_BRIEF 1_.
Rewrite the article on veterans at Activision, starting with "These 3 Vets" and going on through "Learn more here.", so that "Hirepurpose" becomes "Hire Purpose".
_BRIEF 2_.
Answer these questions using the article on veterans at Activision:
(a) Which magazine named Activision Blizzard one of its top 100 companies to work for?
(b) What job did Katie Sabin hold in the Army?
(c) Which game franchise does Sabin work on at Raven Software?

_DOCUMENT EXCERPT_.
These 3 Vets Turned Their Love Of Video Games Into Careers With Activision
Editor’s Note: The following article highlights job listings from Hirepurpose clients that are committed to filling its ranks with talented...
Editor’s Note: The following article highlights job listings from Hirepurpose clients that are committed to filling its ranks with talented members of the military community. Learn more here.
Finding a job that you enjoy is no easy task. First, you have to know what it is that you want to do. Then, you have to find a way to earn a living doing it. And while finding your dream job can seem like a daunting task, a number of recently transitioned vets have proven that it’s possible.
Hirepurpose spoke with three vets who work at Activision Blizzard — the company behind some of the biggest video games of the past decade, and one of Fortune magazine’s top 100 companies to work for — to find out how they did it and what advice they could offer to those hoping to follow in their footsteps.
Find out what you’re passionate about and go for it.
Army vet Katie Sabin now works as an associate artist at Activision.
Growing up, Katie Sabin, an associate artist with Raven Software on the Call of Duty franchise, fell in love with video games and knew she wanted to work on them one day. But she decided to put game art on the backburner to join the Army.
“My job as a [Black Hawk helicopter] mechanic was super awesome,” Sabin says. “It was physical, I got to do problem-solving work, but there was no room for creativity.” To fill that void, she signed up for some online art and game design classes.
“[But] I knew I wasn’t going to get all the skills I needed only in online courses,” Sabin says. “So I decided to get out and go to school for game design.”

_SUPPLIED DATA_.
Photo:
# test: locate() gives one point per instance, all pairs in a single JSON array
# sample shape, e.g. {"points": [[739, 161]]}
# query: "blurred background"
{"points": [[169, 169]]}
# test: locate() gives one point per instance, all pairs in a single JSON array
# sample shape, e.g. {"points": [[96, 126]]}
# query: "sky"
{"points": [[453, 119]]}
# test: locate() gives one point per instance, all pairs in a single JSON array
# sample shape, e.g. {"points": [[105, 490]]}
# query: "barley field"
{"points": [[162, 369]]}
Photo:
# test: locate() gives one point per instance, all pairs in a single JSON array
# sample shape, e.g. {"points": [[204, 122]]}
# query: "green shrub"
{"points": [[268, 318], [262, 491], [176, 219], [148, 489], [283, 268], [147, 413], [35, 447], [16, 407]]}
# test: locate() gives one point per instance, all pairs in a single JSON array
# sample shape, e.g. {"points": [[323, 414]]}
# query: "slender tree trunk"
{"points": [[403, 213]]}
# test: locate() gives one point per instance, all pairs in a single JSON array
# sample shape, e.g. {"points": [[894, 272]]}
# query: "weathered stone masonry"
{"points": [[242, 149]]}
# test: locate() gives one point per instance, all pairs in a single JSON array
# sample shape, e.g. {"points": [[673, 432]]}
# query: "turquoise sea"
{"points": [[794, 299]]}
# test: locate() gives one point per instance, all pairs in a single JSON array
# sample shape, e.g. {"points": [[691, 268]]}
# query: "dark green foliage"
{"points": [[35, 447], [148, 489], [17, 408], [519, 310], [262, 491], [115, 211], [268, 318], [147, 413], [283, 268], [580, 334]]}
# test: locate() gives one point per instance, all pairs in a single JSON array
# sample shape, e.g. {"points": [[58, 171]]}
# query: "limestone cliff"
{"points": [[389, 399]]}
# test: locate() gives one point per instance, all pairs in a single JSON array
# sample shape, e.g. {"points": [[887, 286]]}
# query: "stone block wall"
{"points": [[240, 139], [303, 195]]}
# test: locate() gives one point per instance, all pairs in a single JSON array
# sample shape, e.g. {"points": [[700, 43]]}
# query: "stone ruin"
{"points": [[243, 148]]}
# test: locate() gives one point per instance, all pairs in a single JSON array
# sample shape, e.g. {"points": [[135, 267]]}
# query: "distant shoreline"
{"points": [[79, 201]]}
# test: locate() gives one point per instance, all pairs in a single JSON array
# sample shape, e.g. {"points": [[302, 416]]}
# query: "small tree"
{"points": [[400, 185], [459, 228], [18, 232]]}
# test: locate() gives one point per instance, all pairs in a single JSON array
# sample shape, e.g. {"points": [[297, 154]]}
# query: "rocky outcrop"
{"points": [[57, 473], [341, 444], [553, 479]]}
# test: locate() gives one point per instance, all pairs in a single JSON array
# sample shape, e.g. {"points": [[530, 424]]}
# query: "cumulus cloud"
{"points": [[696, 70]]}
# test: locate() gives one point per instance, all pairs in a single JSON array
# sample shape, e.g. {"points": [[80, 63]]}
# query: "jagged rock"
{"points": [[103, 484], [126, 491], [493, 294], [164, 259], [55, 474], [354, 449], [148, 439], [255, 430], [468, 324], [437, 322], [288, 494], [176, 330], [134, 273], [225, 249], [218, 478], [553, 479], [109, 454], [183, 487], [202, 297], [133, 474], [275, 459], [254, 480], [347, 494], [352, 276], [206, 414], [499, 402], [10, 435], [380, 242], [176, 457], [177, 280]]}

_ANSWER 1_.
These 3 Vets Turned Their Love Of Video Games Into Careers With Activision
Editor’s Note: The following article highlights job listings from Hire Purpose clients that are committed to filling its ranks with talented...
Editor’s Note: The following article highlights job listings from Hire Purpose clients that are committed to filling its ranks with talented members of the military community. Learn more here.

_ANSWER 2_.
(a) Fortune magazine.
(b) She was a Black Hawk helicopter mechanic.
(c) Call of Duty.